### REQUESTS
a - In the forum thread about the Craftsman snow thrower, what horsepower range does Ziggy65 give for a 206 cc engine?
b - Copy the snow thrower thread word for word from "Craftsman 536.8818 Manual" to "Spark Plug: Champion...".
c - Carry on the forum thread about the Craftsman snow thrower's engine size from the point where it ends.
##### PASSAGE PROVIDED
# 536 881800. 8/27”



## Big Block Dave (Oct 28, 2021)

I’m getting my hands on a free 8 hp 27” craftsman through a friend.. model 536 881800.

When I look up the manual online it says it’s a 206 cc Briggs. This can’t possibly be 8 hp?

Your thoughts?


----------



## Ziggy65 (Jan 18, 2020)

Can't imagine a 27" machine has a 206cc engine from the factory, 206 cc is approx. 5 to 6HP and 9.5 ft/lbs torque.

Perhaps the manual you looked up is for a smaller machine.


----------



## Big Block Dave (Oct 28, 2021)

Ziggy65 said:


> Can't imagine a 27" machine has a 206cc engine from the factory, 206 cc is approx. 5 to 6HP and 9.5 ft/lbs torque.
> 
> Perhaps the manual you looked up is for a smaller machine.











Engine Specifications; Auger Drive Belt; Chain Lubrication; Snow Thrower - Craftsman 536.8818 Operator's Manual [Page 19]


Craftsman 536.8818 Manual Online: engine specifications, Auger Drive Belt, Chain Lubrication, Snow Thrower. Horsepower 8 Hp Displacement 206 Cc Bore 68Mm (2.677 In.) Stroke 56Mm (2.205 In.) Gasoline 3 Quarts Capacity (Unleaded) Oil Capacity (18 Oz Capacity) 5W30 Spark Plug: Champion...
##########
##### DATASET
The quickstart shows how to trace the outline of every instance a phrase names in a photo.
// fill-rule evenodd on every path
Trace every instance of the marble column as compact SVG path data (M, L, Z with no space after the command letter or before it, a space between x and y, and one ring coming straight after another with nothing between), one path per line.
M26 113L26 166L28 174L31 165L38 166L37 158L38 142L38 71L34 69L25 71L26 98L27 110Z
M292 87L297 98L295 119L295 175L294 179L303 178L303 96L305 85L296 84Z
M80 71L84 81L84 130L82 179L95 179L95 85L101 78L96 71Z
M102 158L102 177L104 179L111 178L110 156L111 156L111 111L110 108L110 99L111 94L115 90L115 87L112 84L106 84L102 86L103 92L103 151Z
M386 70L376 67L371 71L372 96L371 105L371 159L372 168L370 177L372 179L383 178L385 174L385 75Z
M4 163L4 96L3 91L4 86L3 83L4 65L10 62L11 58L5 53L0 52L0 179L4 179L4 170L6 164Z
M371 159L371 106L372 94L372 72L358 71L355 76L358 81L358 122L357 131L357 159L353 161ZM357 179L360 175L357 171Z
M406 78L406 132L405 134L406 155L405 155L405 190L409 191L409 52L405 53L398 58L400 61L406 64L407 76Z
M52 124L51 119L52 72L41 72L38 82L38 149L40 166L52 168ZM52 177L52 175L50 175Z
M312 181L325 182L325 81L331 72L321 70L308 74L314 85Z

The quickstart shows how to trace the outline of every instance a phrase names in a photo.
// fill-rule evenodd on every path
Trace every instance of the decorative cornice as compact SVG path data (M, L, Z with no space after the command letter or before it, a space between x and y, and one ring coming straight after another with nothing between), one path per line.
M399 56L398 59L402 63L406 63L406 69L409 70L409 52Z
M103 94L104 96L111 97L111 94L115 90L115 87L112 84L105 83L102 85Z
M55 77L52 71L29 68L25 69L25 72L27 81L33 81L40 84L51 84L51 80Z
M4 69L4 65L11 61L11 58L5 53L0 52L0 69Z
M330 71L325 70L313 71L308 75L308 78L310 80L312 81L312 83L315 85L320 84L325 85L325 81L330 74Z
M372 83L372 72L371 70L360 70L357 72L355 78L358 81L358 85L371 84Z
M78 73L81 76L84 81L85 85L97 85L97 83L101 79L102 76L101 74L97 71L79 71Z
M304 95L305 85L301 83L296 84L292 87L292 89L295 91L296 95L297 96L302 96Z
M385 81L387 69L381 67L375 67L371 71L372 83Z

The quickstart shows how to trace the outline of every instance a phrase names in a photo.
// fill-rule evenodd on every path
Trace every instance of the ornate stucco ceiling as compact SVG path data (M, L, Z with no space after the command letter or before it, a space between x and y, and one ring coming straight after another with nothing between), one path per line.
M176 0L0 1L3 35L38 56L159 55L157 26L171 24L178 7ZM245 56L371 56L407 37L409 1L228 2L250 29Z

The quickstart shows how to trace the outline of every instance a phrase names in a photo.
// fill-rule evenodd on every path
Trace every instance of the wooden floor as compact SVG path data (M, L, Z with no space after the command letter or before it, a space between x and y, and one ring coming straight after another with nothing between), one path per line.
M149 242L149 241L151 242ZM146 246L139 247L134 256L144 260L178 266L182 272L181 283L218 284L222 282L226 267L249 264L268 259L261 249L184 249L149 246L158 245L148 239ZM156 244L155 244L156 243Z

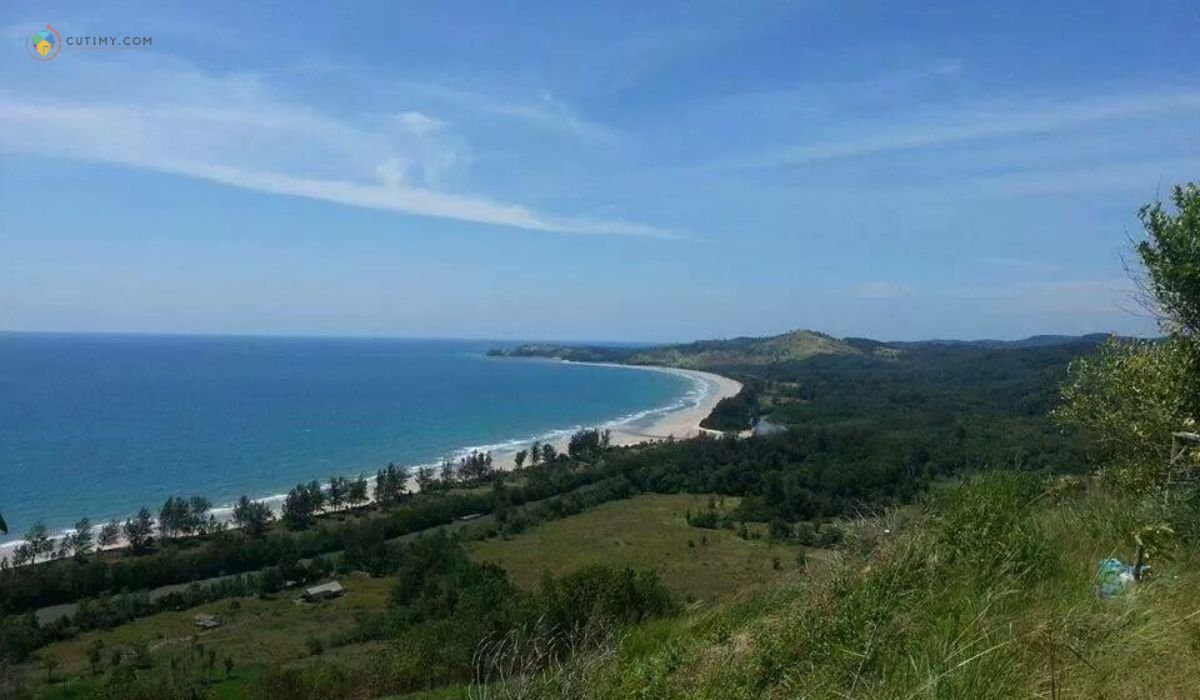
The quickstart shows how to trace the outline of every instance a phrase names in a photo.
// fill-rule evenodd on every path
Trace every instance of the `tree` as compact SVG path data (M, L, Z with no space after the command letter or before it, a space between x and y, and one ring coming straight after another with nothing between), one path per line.
M46 669L46 682L47 683L53 683L54 682L54 669L59 668L59 659L58 659L58 657L52 657L52 656L47 654L42 659L42 668Z
M358 508L368 501L367 498L367 478L359 474L358 479L350 481L349 487L346 492L346 499L349 502L350 508Z
M91 674L100 675L100 663L104 658L104 640L94 639L88 645L88 663L91 664Z
M76 521L74 532L70 537L74 556L80 557L91 551L92 537L90 517L80 517Z
M35 522L25 532L25 545L29 548L29 554L31 560L37 561L54 551L54 542L50 540L49 531L46 530L46 523Z
M250 537L263 537L272 520L275 514L266 503L251 501L246 496L238 498L233 507L233 521Z
M420 491L428 491L437 479L433 467L416 467L416 487Z
M163 537L179 537L187 527L187 501L172 496L158 509L158 532Z
M329 489L326 489L329 507L334 510L341 510L349 490L349 481L346 480L346 477L330 477Z
M100 546L107 548L116 544L116 538L121 536L121 526L115 520L109 520L100 528L100 537L97 542Z
M125 542L130 543L130 549L134 554L144 552L154 544L154 516L149 508L142 508L134 517L125 521L121 528L125 532Z
M317 486L320 490L320 485ZM283 499L283 523L288 530L305 530L312 525L318 501L307 484L296 484Z
M391 508L408 495L408 471L389 462L386 468L376 472L376 503L380 508Z
M1087 438L1109 475L1150 487L1164 477L1171 432L1195 415L1183 388L1198 369L1195 348L1178 337L1110 340L1072 363L1055 418Z
M572 459L593 457L608 448L610 438L611 435L607 430L602 432L596 429L580 430L571 435L566 442L566 453Z
M184 532L186 534L192 534L193 532L203 534L208 532L216 523L216 520L209 515L209 510L211 509L211 501L204 496L192 496L187 502L187 519L184 521Z
M1145 268L1135 276L1141 301L1158 316L1163 330L1198 340L1200 335L1200 184L1176 186L1175 210L1162 202L1138 213L1146 240L1136 246Z
M455 465L450 460L442 462L442 484L450 486L455 479Z
M1091 438L1105 474L1134 489L1165 483L1171 433L1200 417L1200 187L1175 187L1138 216L1142 265L1130 271L1139 301L1154 312L1165 341L1110 340L1072 363L1055 418Z

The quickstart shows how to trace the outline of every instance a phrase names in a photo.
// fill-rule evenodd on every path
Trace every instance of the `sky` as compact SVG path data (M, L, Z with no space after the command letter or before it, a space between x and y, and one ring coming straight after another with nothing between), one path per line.
M1200 180L1198 35L1194 0L8 1L0 330L1152 334L1123 258Z

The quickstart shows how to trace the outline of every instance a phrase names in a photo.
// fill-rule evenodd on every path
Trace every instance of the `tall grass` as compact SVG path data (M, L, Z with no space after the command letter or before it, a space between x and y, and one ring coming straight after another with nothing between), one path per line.
M1094 586L1100 560L1132 560L1139 526L1194 516L1081 484L989 473L919 514L858 521L785 586L583 654L571 696L1200 698L1195 540L1122 596Z

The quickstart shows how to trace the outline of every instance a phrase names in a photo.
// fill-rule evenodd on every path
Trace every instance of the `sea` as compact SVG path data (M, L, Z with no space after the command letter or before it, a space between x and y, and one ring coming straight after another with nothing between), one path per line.
M0 334L0 514L31 525L217 508L298 483L650 421L703 382L487 357L456 340Z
##########
### ANSWERS PER TASK
a - Approximately 5 to 6 HP.

b -
Craftsman 536.8818 Manual Online: engine specifications, Auger Drive Belt, Chain Lubrication, Snow Thrower. Horsepower 8 Hp Displacement 206 Cc Bore 68Mm (2.677 In.) Stroke 56Mm (2.205 In.) Gasoline 3 Quarts Capacity (Unleaded) Oil Capacity (18 Oz Capacity) 5W30 Spark Plug: Champion...

c -
www.manualslib.com


----------



## sledman8002002 (Jan 20, 2021)

I vote misprint.


----------



## Darby (Dec 18, 2020)

Big Block Dave said:


> I’m getting my hands on a free 8 hp 27” craftsman through a friend.. model 536 881800.
> 
> When I look up the manual online it says it’s a 206 cc Briggs. This can’t possibly be 8 hp?
> 
> Your thoughts?


My small frame Simplicity 860 has a 206cc 8hp B+S. engine is a 12E394 Its been absolutely great.


----------



## Oneacer (Jan 3, 2011)

Either it's not a 8HP, 27 inch machine, or you have the wrong number in the model#.


----------



## Big Block Dave (Oct 28, 2021)

Oneacer said:


> Either it's not a 8HP, 27 inch machine, or you have the wrong number in the model#.


I read it right off the picture on the tag on the machine. 

I googled the manual for that part #

This is a link to the page in the manual Engine Specifications; Auger Drive Belt; Chain Lubrication - Craftsman 536.8818 Operator's Manual [Page 19] | ManualsLib


----------



## deezlfan (Nov 8, 2017)

The engine for that model blower is a Briggs 12E114-0268E, a 8hp OHV engine. It is right there in the manual.


----------



## Big Block Dave (Oct 28, 2021)

deezlfan said:


> The engine for that model blower is a Briggs 12E114-0268E, a 8hp OHV engine. It is right there in the manual.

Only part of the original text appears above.